*Prompt*. Rewrite every line of the listing below with "never more" changed to "no extra points" and nothing else altered. Leave the pictures out of your answer.

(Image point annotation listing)

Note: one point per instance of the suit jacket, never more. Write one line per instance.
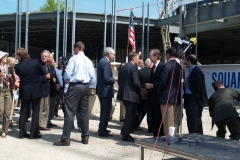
(144, 77)
(29, 71)
(45, 81)
(105, 79)
(197, 86)
(155, 80)
(129, 84)
(170, 84)
(53, 91)
(221, 105)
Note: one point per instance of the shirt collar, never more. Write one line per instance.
(156, 64)
(107, 59)
(171, 59)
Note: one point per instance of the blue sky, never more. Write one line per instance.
(95, 6)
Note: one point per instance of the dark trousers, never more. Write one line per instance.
(106, 106)
(24, 112)
(141, 112)
(58, 99)
(52, 107)
(128, 124)
(76, 100)
(194, 114)
(154, 117)
(233, 125)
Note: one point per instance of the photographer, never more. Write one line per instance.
(44, 105)
(79, 73)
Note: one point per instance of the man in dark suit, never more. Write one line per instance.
(144, 77)
(170, 92)
(29, 71)
(154, 112)
(195, 95)
(44, 105)
(129, 88)
(54, 87)
(223, 111)
(105, 81)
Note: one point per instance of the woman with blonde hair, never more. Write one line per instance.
(6, 94)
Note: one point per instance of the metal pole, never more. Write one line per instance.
(65, 29)
(16, 30)
(57, 32)
(148, 33)
(112, 36)
(73, 24)
(196, 24)
(20, 23)
(143, 25)
(115, 26)
(105, 25)
(27, 23)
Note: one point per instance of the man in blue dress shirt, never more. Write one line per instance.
(79, 74)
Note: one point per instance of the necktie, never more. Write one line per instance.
(153, 69)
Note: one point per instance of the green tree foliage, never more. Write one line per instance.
(52, 5)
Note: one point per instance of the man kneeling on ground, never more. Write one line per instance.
(223, 111)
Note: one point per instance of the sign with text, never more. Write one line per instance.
(174, 4)
(228, 74)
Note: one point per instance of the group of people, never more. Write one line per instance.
(152, 88)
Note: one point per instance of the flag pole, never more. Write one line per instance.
(128, 31)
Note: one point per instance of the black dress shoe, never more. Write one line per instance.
(44, 129)
(122, 120)
(128, 139)
(105, 135)
(85, 140)
(24, 136)
(62, 143)
(35, 136)
(51, 125)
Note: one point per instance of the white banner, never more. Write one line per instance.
(174, 4)
(228, 74)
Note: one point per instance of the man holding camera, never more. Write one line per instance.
(105, 81)
(195, 95)
(44, 105)
(79, 74)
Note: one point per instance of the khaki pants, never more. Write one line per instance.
(44, 112)
(122, 110)
(170, 119)
(6, 99)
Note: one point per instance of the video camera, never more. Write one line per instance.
(65, 60)
(183, 44)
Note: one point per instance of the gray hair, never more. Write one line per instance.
(108, 50)
(45, 51)
(147, 62)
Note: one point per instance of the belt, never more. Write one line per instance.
(77, 83)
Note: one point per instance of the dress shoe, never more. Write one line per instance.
(44, 128)
(24, 136)
(128, 139)
(35, 136)
(62, 143)
(51, 124)
(105, 135)
(85, 140)
(138, 128)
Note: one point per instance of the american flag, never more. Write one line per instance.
(131, 32)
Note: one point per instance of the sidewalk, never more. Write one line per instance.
(99, 148)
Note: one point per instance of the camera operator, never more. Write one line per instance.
(195, 95)
(54, 88)
(44, 105)
(79, 73)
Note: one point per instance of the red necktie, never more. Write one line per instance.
(153, 69)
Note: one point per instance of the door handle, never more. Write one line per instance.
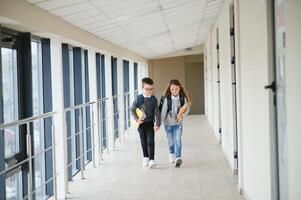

*Solved exercise*.
Note: one point per instance of the suit jacket, no extra points. Write one line per instance.
(144, 77)
(29, 71)
(45, 81)
(105, 79)
(197, 86)
(155, 80)
(129, 84)
(170, 84)
(53, 91)
(221, 105)
Note: one point per instance of the shirt collar, no extra points. Write one line per instance.
(156, 64)
(107, 59)
(171, 59)
Note: one point per instance of the blue sky, no extra points. Write one line per instance.
(95, 6)
Note: one point per instance of the dark trousers, no extra points. Write one line per instance.
(106, 106)
(24, 112)
(141, 112)
(58, 99)
(52, 107)
(128, 124)
(76, 100)
(194, 114)
(154, 117)
(233, 125)
Note: one point per instance of the photographer, no extra points. Write one line per instance.
(44, 105)
(79, 73)
Note: one point per instance of the man in dark suit, no extra points. Write one line per instance.
(144, 77)
(170, 92)
(29, 71)
(154, 112)
(195, 95)
(44, 105)
(129, 88)
(54, 87)
(223, 111)
(105, 81)
Note: one point per instance of the woman with blonde hair, no extra points. Write one line per instance.
(6, 94)
Note: one point per instance of the metal pole, no extra points. Write one line per instance.
(65, 29)
(16, 30)
(57, 32)
(148, 33)
(112, 36)
(73, 24)
(196, 24)
(20, 23)
(143, 25)
(115, 26)
(105, 25)
(27, 23)
Note: one point per instance of the man in blue dress shirt, no extra points. Write one line per instance.
(79, 74)
Note: one point per instance of the necktie, no extra points. Write one line per instance.
(153, 69)
Note: one point per instance of the green tree foliage, no extra points. Write one line per instance.
(52, 5)
Note: one point per instance of the man kneeling on ground, no extra points. Write one line per instance.
(223, 111)
Note: one point per instance of the sign with text, no extra points. Write one line per instance.
(174, 4)
(228, 74)
Note: one point per instance of the group of people, no extra points. Write one line per instance.
(152, 88)
Note: one point per instance of the flag pole, no extra points. Write one line per instance.
(128, 31)
Note: one point per instance of the black dress shoe, no extra points. Write one line per instance.
(44, 129)
(122, 120)
(128, 139)
(105, 135)
(85, 140)
(24, 136)
(62, 143)
(35, 136)
(51, 125)
Note: one point per instance of the white banner, no extra points. Write one line per instance.
(174, 4)
(228, 74)
Note: one point per instance of the man holding camera, no extra points. Write one line per instance.
(105, 81)
(195, 95)
(44, 105)
(79, 74)
Note: one point per instance of the khaki pants, no extra points. Write one line per instance.
(44, 112)
(122, 110)
(170, 119)
(6, 99)
Note: one point per instance of the video camera, no extra points. Write one line per instance.
(65, 60)
(183, 44)
Note: one point per instance of the gray hair, no extra points. Write one line per instance.
(108, 50)
(45, 51)
(147, 62)
Note: one point per instance of the belt, no extra points. Write one line per instance.
(77, 83)
Note: one point per instance of the dress shoe, no extra points. Write one line per instance.
(44, 128)
(24, 136)
(128, 139)
(35, 136)
(62, 143)
(51, 124)
(105, 135)
(85, 140)
(138, 128)
Note: one point per instance of the american flag, no extra points. Write one line per instance.
(131, 32)
Note: one point per instance of the sidewalk, no extra points. Write one line per instance.
(99, 148)
Note: one point per instance of the camera operator, no extra points. Write one line per instance.
(195, 95)
(54, 88)
(44, 105)
(79, 73)
Note: one point per instance of the red necktie, no extra points. Write one line per instance.
(153, 69)
Note: one point per instance of the door handle, no extra points. Write one line per instance.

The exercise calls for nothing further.